文書の抜粋
軍事の戦略・戦術に陽動作戦というものがある。本筋の作戦は隠しておいて、相手(敵)の目を引き付けて異なった方向に敵を誘導する戦術である。陽動作戦も本気だということを見せ付けないと成功しない。
トランプ次期大統領はEU(欧州連合)に対して「我々の石油と天然ガスを大量に購入することでアメリカの巨額の貿易収支赤字を解消するように伝えた」としている。決め台詞ももちろん忘れていない。「大量に購入しなければEUからの輸入品に関税をかける」と。
トランプ次期大統領はすでにメキシコ、カナダに25%関税、中国に10%追加関税をかけると予告している。どうやらこれもEUには陽動作戦として十分に効果を発揮している。
EUは石油、液化天然ガス(LNG)をロシアに依存してきている。ウクライナ戦争以降、EUはエネルギー政策を変更し、「脱ロシア」化に努力している。トランプ次期大統領の要求に応じ、EUは米国産石油、天然ガス輸入に切り替える検討を行うという方向を即刻打ち出している。
■中国に次ぐ貿易赤字はEU
米国の2023年貿易では輸出2兆0452億ドル(2・1%減)、輸入3兆1085億ドル(4・9%減)。貿易収支は1兆0633億ドルの赤字。例年のことだが、米国は膨大な赤字を計上している。
米国の輸出・輸入の貿易ではEUがトップの座を占めている。貿易の順位はEU、メキシコ、カナダ、中国となっている。中国の貿易順位の急落が顕著だ。1期目のトランプ政権が自動車、鉄鋼製品などに高関税を課した。バイデン政権も中国に対する高関税政策をそのまま維持している。

挑戦課題 1
貿易と関税の文章では、アメリカの2023年の貿易収支はいくらの赤字ですか。
挑戦課題 2
貿易と関税の文章にある「中国の貿易順位の急落が顕著だ。」という一文を英語に訳してください。
挑戦課題 3
貿易と関税の文章の続きを、最後の文のあとから書いてください。

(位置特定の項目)
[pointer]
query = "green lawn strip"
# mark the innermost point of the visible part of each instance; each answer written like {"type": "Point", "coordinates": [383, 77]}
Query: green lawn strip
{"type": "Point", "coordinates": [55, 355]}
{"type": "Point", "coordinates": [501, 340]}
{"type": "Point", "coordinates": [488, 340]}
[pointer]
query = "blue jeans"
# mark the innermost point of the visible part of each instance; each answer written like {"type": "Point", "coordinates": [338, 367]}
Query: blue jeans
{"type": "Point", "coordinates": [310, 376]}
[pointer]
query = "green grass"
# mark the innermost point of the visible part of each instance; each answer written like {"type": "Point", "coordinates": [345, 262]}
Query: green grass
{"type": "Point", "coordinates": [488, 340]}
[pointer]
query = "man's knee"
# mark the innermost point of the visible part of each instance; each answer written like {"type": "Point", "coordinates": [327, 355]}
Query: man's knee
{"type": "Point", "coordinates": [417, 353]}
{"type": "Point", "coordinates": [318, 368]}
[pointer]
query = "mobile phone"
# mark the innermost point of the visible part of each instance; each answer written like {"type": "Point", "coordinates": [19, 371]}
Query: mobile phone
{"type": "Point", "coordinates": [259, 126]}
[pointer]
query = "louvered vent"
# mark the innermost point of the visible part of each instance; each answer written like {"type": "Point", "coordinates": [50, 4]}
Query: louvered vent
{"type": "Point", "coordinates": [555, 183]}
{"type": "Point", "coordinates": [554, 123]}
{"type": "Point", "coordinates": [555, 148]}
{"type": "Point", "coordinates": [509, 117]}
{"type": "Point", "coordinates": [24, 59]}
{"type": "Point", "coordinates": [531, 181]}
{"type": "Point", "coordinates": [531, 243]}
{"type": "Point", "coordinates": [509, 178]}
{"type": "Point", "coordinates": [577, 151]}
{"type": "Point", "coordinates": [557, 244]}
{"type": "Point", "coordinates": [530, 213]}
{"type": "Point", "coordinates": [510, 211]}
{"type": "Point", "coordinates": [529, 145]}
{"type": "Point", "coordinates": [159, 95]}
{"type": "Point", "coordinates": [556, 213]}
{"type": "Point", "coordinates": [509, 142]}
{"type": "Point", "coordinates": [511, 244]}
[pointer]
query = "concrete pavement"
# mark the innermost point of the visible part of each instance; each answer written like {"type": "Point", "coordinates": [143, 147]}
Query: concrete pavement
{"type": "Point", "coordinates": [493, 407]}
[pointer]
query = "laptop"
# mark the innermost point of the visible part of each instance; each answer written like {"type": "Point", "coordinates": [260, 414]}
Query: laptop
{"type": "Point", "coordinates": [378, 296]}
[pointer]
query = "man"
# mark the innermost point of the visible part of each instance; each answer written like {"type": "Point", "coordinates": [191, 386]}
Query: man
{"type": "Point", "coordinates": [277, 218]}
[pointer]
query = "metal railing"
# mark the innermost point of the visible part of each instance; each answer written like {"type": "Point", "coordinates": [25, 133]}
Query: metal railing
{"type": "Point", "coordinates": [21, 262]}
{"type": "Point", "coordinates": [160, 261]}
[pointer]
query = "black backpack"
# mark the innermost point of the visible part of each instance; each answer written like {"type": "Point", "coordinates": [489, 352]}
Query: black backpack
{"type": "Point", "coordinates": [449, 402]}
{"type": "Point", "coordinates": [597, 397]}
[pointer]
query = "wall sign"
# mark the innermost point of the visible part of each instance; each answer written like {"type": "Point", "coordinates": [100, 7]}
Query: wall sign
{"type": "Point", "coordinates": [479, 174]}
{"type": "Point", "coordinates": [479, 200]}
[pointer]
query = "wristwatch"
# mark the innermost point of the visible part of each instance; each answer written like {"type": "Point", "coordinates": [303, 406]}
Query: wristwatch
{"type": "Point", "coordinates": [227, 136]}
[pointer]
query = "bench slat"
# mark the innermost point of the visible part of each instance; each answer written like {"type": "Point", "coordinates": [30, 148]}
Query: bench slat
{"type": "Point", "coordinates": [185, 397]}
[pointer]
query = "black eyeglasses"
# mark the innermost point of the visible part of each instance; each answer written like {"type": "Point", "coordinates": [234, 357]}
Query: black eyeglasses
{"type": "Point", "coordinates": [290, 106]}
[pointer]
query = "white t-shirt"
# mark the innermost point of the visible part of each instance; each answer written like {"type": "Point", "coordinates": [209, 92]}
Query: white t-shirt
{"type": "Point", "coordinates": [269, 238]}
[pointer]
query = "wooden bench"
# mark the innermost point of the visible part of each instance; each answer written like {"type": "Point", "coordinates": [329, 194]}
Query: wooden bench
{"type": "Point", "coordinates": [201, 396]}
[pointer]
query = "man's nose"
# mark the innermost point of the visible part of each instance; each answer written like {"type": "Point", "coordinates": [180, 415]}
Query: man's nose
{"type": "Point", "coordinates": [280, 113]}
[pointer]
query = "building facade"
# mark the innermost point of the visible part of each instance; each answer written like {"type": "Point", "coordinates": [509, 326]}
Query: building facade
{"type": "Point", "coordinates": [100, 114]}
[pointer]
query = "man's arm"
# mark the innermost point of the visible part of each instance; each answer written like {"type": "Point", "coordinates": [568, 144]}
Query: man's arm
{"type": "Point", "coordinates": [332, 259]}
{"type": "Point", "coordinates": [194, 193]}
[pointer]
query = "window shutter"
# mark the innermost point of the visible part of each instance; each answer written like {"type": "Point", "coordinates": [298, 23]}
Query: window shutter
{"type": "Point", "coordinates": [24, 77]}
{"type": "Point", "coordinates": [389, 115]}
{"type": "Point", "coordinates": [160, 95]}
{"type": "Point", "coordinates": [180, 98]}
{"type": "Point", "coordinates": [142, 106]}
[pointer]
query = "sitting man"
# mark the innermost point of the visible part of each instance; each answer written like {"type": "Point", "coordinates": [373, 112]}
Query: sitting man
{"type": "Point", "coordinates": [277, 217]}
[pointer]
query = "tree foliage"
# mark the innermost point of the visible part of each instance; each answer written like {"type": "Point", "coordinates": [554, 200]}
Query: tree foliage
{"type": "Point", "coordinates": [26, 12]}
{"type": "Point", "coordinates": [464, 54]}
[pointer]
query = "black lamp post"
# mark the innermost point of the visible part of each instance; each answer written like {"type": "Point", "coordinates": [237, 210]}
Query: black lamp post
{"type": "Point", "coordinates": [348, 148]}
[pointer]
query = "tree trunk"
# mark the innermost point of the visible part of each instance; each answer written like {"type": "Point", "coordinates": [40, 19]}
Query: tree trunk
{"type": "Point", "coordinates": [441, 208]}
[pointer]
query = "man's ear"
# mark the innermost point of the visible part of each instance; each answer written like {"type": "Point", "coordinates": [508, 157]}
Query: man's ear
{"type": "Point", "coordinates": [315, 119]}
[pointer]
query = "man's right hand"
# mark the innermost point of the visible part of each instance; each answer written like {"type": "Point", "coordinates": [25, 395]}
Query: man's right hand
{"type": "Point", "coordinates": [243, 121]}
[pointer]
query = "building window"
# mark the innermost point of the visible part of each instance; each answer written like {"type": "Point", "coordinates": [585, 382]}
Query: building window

解答例 1
1兆0633億ドルの赤字です。

解答例 2
The sharp drop in China's trade ranking is striking.

解答例 3
貿易収支赤字では、中国が依然として断トツ(2791億ドル赤字)。中国は貿易とは輸出のことのみと勘違いしているのか、輸入は眼中にない。それに次ぐのがEU(2087億ドル赤字)、そしてメキシコ、カナダという順位である。トランプ次期大統領はメキシコ、カナダに新関税、中国に追加関税を賦課すると表明している。
メキシコ、カナダ、中国には事前に手を打っている。次はEUの番ということで米国産の石油、天然ガスをEUに購入させるとしている。それぞれ落し所は不透明さを残しているが、米国に対する貿易収支赤字が大きいところにアトランダムに手を打っている。
■「ドリル、ベイビー、ドリル」トランプ大統領のエネルギー政策
トランプ次期大統領のエネルギー政策は、「ドリル、ベイビー、ドリル」(大統領選挙でのスローガン)、つまり石油、天然ガスを「掘って掘って掘りまくれ」。化石燃料による環境汚染などは全く無視して、採掘規制を大幅緩和して石油、天然ガス増産を進めるというものだ。これによりエネルギー価格を抑え、インフレを解決するとしている。
「ドリル、ベイビー、ドリル」で石油、天然ガスを掘りまくれば価格は下がる。ただし、価格が下がれば儲からないから掘りまくることはあり得ないという批判がなされてきた。需給による市場調整が働くから有効な政策にはなり得ないという見方である。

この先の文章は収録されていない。